◆ EXTRACT PROVIDED
------

MADRID: Banking giant Santander’s quarterly profit dived by 82 percent as it set aside €1.6 billion ($1.7 billion) to cover expected loan losses caused by the COVID-19 pandemic.
The Spanish bank, like its peers, has been taking steps to counter risk as the economy reels as a result of coronavirus. The loan-loss provisions rose 80 percent in the first quarter, though CEO Jose Antonio Alvarez said they had not been allocated to any specific markets.
The euro zone’s second-largest bank by market value, after BNP Paribas, reported a profit of €331 million for the first quarter.
Excluding extraordinary provisions, which also included €46 million of restructuring costs in Europe, Santander’s underlying quarterly profit rose 1 percent to €1.98 billion. That beat an average analyst estimate of €1.8 billion.
“Our underlying quarterly operating performance was strong, with a relatively limited impact from COVID-19. The pandemic is, however, causing a global health crisis and significant economic and social distress,” Santander Chairman Ana Botin said.
The lender said it was too early to know the full economic effects of the crisis, adding that the bank would revise its strategic targets once it had a more complete understanding of the full impact of COVID-19.
The bank boosted its lending capacity by scrapping its final 2019 dividend.
HIGHLIGHTS
• Sets aside €1.6bn against potential impact of coronavirus.
• Bank says will revise targets once coronavirus impact is known.
As of the end of March, Santander had a core tier-1 capital ratio — the strictest measure of solvency — of 11.58 percent, compared with 11.65 percent at end of last year. Including the full implementation of new accounting standard IFRS-9, with an impact of 25 basis points, Santander’s capital ratio stood at 11.33 percent.

------

◆ DATA EXTRACTS
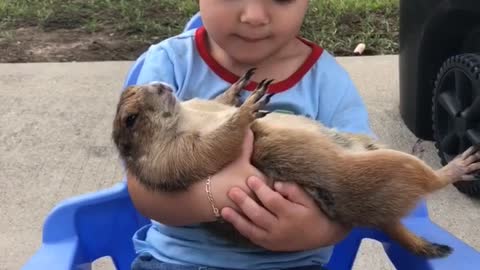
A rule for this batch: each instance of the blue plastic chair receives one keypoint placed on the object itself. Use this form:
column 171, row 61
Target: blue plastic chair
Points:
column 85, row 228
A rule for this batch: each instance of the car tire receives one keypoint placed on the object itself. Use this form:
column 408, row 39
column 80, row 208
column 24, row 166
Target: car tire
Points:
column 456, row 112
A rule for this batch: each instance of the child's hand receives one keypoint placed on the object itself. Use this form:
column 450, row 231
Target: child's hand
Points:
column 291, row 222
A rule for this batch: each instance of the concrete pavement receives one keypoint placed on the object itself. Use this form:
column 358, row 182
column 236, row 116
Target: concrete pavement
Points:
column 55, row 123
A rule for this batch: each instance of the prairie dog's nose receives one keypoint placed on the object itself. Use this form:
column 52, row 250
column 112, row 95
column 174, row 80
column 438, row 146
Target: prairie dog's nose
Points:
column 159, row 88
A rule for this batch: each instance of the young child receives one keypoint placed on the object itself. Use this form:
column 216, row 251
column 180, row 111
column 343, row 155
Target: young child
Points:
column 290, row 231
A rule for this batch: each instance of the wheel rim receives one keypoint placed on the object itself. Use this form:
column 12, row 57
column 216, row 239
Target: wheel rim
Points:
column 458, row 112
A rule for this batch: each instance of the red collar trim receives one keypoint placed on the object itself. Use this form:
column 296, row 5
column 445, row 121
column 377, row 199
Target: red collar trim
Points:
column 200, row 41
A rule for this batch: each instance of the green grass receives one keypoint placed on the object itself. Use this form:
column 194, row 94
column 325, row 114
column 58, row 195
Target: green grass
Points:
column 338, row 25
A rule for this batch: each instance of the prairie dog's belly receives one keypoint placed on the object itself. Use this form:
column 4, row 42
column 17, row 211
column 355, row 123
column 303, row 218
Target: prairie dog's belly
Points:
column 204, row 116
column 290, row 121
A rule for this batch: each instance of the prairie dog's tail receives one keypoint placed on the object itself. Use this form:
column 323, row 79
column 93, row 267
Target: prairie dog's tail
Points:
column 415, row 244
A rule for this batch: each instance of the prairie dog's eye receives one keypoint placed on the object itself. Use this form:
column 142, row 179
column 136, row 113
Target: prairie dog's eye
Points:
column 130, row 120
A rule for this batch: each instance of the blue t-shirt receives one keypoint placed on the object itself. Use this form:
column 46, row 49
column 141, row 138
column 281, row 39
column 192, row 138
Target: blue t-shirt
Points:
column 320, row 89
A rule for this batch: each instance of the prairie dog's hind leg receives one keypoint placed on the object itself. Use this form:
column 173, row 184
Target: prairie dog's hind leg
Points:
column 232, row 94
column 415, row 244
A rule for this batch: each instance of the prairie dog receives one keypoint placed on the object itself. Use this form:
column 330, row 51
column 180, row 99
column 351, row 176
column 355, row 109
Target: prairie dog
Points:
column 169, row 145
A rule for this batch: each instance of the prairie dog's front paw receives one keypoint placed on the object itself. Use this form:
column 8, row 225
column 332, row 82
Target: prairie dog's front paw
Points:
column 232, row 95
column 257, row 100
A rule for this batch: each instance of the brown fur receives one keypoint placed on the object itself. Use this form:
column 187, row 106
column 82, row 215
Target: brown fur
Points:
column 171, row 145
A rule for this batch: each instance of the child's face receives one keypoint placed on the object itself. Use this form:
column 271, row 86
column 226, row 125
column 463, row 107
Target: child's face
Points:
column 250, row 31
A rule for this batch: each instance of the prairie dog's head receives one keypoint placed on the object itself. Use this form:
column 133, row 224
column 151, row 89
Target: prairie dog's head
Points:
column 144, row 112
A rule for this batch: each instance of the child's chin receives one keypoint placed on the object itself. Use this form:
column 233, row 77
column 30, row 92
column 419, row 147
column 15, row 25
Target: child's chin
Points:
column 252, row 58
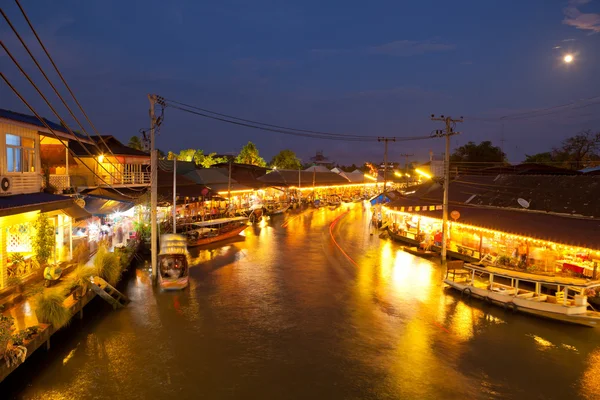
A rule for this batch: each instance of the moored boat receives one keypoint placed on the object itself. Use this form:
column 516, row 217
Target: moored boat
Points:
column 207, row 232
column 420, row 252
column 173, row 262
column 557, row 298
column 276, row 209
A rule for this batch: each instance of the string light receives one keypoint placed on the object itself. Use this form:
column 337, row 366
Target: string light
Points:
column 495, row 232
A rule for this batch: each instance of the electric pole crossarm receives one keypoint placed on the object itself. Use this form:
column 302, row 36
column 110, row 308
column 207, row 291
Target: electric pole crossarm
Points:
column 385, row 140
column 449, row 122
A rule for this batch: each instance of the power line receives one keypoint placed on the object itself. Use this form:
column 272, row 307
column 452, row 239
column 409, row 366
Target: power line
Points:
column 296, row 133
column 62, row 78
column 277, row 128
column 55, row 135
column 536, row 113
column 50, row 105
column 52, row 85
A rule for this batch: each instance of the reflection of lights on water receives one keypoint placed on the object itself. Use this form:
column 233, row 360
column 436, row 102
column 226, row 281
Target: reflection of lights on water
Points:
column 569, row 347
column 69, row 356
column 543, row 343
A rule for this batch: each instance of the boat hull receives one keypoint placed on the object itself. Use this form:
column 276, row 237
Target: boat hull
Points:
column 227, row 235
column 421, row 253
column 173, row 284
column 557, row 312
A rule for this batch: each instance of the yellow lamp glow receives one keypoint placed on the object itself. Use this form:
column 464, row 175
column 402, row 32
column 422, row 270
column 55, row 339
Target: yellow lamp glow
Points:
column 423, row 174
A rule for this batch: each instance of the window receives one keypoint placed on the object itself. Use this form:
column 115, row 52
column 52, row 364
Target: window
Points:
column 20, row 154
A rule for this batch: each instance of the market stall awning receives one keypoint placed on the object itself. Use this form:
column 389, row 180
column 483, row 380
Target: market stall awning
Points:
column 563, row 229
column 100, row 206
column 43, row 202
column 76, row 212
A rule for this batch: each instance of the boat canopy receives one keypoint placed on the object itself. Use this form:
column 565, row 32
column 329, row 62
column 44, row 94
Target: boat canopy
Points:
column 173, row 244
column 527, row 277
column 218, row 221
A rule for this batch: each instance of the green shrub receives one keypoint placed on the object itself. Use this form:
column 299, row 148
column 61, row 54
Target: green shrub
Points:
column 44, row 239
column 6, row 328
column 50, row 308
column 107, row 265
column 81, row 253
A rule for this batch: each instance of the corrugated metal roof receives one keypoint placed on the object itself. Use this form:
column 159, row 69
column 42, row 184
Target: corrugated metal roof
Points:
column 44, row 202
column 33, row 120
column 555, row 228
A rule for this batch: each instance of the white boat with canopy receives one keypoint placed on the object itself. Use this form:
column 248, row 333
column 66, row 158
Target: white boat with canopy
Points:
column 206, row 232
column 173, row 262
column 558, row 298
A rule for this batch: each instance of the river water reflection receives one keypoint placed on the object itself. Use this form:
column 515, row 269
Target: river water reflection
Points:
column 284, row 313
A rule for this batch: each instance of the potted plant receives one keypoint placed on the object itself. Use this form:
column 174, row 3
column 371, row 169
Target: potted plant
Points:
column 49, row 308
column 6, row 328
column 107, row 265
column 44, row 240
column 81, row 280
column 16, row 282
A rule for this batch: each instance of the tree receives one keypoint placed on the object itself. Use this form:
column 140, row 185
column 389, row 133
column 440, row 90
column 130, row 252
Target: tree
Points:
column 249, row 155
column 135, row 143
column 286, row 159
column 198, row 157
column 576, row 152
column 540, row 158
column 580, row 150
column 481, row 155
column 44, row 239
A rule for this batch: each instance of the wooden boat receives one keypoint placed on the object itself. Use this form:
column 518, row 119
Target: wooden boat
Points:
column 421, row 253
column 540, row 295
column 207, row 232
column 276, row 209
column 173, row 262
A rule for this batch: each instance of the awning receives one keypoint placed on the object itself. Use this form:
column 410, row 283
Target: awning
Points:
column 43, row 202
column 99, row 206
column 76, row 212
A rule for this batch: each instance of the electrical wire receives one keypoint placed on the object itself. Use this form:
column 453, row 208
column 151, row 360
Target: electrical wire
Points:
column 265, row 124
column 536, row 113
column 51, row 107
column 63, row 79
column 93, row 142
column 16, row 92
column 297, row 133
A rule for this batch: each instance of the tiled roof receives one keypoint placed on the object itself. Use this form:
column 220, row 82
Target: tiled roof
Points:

------

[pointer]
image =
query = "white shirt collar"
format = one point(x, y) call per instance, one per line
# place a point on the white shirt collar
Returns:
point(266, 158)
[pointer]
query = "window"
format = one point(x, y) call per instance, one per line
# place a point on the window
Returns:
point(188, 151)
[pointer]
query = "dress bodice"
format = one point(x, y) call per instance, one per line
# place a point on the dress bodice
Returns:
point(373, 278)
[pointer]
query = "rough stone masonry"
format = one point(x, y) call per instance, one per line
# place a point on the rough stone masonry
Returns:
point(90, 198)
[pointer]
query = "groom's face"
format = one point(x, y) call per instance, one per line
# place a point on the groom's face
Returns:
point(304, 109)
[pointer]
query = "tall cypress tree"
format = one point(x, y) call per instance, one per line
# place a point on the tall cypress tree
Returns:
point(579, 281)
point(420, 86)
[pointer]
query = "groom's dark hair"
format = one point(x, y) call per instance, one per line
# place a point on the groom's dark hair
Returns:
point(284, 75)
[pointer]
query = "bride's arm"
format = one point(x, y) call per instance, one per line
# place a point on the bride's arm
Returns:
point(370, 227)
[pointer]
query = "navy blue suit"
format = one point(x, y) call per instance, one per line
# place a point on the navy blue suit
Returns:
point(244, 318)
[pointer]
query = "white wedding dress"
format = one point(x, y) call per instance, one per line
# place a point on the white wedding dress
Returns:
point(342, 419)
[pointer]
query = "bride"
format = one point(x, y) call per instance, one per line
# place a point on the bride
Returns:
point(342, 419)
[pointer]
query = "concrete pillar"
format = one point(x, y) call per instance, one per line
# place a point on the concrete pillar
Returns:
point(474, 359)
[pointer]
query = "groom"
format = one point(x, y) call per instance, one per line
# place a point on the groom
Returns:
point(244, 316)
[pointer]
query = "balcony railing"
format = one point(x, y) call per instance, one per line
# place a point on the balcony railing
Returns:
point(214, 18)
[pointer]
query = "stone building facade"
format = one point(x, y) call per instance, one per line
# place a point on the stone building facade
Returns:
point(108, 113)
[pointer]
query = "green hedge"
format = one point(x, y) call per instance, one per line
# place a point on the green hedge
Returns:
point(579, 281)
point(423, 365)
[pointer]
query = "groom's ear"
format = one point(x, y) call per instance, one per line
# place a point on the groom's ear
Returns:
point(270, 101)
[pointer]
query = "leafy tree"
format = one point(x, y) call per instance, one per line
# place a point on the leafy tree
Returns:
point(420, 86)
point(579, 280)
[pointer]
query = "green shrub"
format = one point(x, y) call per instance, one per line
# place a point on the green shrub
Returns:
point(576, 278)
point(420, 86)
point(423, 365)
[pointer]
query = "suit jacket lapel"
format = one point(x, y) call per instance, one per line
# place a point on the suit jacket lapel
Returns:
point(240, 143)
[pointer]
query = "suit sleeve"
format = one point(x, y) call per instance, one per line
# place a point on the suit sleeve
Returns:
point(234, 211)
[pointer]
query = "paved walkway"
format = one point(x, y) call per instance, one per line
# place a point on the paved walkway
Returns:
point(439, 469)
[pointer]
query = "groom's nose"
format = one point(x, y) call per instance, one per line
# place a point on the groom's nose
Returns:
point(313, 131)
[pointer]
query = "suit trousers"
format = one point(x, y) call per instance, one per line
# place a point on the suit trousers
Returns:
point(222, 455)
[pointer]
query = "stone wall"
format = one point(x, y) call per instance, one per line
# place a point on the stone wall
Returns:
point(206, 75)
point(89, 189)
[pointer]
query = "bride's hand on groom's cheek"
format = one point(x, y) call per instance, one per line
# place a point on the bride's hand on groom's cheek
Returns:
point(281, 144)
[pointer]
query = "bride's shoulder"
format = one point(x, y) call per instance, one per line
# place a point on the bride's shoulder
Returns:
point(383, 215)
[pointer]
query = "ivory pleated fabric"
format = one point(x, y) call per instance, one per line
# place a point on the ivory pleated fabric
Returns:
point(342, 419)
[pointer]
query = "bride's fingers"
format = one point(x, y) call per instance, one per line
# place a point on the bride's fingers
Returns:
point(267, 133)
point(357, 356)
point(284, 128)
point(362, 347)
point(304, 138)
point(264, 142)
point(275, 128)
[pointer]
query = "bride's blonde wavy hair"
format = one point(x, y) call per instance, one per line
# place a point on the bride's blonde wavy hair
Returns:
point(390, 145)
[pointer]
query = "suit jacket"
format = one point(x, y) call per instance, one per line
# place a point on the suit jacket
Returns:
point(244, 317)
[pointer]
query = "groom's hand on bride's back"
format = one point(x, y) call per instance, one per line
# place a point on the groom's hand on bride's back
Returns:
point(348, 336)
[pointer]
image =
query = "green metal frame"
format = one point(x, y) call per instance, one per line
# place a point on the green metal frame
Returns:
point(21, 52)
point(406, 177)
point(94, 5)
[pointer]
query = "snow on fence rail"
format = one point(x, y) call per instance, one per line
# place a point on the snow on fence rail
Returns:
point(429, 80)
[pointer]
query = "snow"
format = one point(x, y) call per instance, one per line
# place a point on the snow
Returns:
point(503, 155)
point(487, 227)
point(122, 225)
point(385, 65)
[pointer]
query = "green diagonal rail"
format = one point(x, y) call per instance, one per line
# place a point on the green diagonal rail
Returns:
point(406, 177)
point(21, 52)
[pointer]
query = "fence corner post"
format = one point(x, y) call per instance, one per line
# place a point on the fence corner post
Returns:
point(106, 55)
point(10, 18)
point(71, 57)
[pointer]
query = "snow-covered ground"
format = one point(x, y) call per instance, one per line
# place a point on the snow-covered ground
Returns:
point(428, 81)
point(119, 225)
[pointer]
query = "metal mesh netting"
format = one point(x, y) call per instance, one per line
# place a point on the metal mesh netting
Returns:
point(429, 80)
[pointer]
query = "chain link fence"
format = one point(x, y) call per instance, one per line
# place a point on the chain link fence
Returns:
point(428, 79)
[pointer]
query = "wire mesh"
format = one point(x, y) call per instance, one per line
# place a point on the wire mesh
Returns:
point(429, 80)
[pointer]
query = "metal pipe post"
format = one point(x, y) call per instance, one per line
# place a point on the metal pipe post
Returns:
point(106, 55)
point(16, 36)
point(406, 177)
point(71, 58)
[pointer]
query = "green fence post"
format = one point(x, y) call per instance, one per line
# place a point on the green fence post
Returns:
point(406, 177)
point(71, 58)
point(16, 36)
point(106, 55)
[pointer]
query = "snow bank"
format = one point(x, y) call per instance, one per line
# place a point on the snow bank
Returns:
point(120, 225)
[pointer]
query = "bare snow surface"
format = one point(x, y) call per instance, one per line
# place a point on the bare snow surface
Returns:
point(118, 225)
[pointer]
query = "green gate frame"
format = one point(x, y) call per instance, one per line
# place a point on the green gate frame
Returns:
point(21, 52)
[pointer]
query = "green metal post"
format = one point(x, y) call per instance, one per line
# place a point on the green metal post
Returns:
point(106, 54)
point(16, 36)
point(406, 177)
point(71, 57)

------

◆ PROBLEMS TO SOLVE
- a) Check these three statements against the Santander article. For each, answer yes or no and quote the words of the article that decide it.
(i) Santander reported a first-quarter profit of €331 million.
(ii) The loan-loss provisions were allocated to specific markets.
(iii) Santander's underlying quarterly profit fell short of the average analyst estimate.
- b) Extend the Santander article with a few sentences that pick up after its final sentence.

◆ TASK-BY-TASK OUTPUTS
- a)
(i) Yes: "reported a profit of €331 million for the first quarter."
(ii) No: "they had not been allocated to any specific markets."
(iii) No: "That beat an average analyst estimate of €1.8 billion."

- b)
The bank’s diversification overseas, especially in Brazil and Mexico, has helped it cope with tough conditions for lenders in Europe in the years since the financial crisis.
A solid underlying performance in Latin America and North America, boosted by strong loans growth, offset sluggishness in Britain and Spain in the quarter.
In Brazil, where the lender makes close to a third of its earnings, underlying profit fell 3.7 percent in the quarter though was up 10 percent when stripping out the variation from the exchange rate.
In Mexico, where it makes 10 percent of its earnings, operating profit was up 22 percent, while profits rose 50 percent in the US.
Its net interest income, a measure of earnings on loans minus deposit costs, was €8.49 billion, down 2.2 percent from the same quarter last year due to pressure from low interest rates in Europe.
In Spain, its second-biggest market, net profit fell 1 percent though lending was supported by state credit lines.